• What this exercise asks:
**A)** In the article about food help during the pandemic, write out the part from "Unlike past summers, when" to "are well known." again, replacing "pantry" with "food bank".
**B)** Name every person the article about food help during the pandemic identifies by full name.
**C)** Translate this sentence from the article about food help during the pandemic into Spanish: "The Boys & Girls Club also distributes food boxes from Second Harvest."

• Page excerpt:

Christians interpret the Gospel as commanding them to feed and clothe the poor.

During the coronavirus pandemic, churches and others that carry out those missions have had to provide help at arm’s length while the needy are leery of taking a chance of getting out to ask for help.

Sparrow’s Nest food pantry in Brunswick is open four half days a week, but had previously cut its hours to a single day each week, said Sabra Slade, who manages the pantry and coordinates benevolence for the arm of FaithWorks.

“We never shut down completely,’’ but instead closed its building at 2911 Altama Avenue and set up a table outside to provide food, she said.

“Interestingly, we’re seeing an uptick in new guests, people who have never been here before,’’ Slade said.

Unlike past summers, when the pantry shelves ran bare at times, Sparrow’s Nest has plenty of food and Slade said she has had to order food only a couple of times.

“The community has been incredibly generous,’’ she said. “I think in the past when school was out and people went on vacation, they didn’t think of us.”

This year, school’s out, but a lot of people are staying put and the needs are well known.

Also, even with food available, requests fell off, she said, and still aren’t back to the levels prior to March when stay-at-home and other guidelines were issued.

Sparrow’s Nest offered home deliveries but have only had a few requests. She believes that some former clients are instead availing themselves of the food provided by the Glynn County school board and the Boys & Girls Club of Glynn.

Christian Renewal Church shut down its Loaves and Fishes food and clothing ministry briefly because it didn’t have the volunteers to run the program, senior pastor Mark Linton said. “A lot of the volunteers were older, and we felt like we couldn’t put them at risk.’ Linton said Loaves and Fishes has been running as usual for weeks but the demand remains down.

Linton said he thinks it’s because America’s Second Harvest held big distribution events.

“When you do mass food distribution, the need for food diminishes,’’ he said.

Second Harvest is not a ministry, but some of its partnerships to get food to the hungry are churches and affiliated organizations.

Second Harvest continually supplies those still open, said Kalista Morton, director of the nonprofit Brunswick operations. Indeed, just two weeks ago Sparrow’s Nest received a utility trailer loaded with boxes of fresh fruit and vegetables from Second Harvest.

Second Harvest has heldbi-weekly food distributions at College of Coastal Georgia and will hold its next one July 15 with help from the National Guard. Those who need food come through with grocery carts, shopping carts, wagons, on bicycles and in cars, she said.

The National Guardsman place the 25-pound food boxes wherever the recipient wants and they go on their ways with everyone keeping a safe distance, Morton said. The food boxes typically contain fruit, vegetables, protein and sometimes dairy products, she said.

The Boys & Girls Club also distributes food boxes from Second Harvest.

• Given information:
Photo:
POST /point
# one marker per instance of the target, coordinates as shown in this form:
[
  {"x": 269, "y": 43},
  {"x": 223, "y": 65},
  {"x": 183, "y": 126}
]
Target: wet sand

• Responses by item number:
**A)**
Unlike past summers, when the food bank shelves ran bare at times, Sparrow’s Nest has plenty of food and Slade said she has had to order food only a couple of times.

“The community has been incredibly generous,’’ she said. “I think in the past when school was out and people went on vacation, they didn’t think of us.”

This year, school’s out, but a lot of people are staying put and the needs are well known.

**B)** Sabra Slade, Mark Linton, Kalista Morton

**C)** El Boys & Girls Club también distribuye cajas de comida de Second Harvest.